START Records for the task

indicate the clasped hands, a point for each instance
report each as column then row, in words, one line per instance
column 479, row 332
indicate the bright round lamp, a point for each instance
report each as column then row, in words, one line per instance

END Records for the task

About this exercise> Every entry, from the first line to the last, should be retyped exactly.

Answer box>
indicate the clasped hands, a point for each instance
report each as column then row, in words, one line per instance
column 479, row 332
indicate the bright round lamp, a point for each instance
report each as column then row, in words, one line per instance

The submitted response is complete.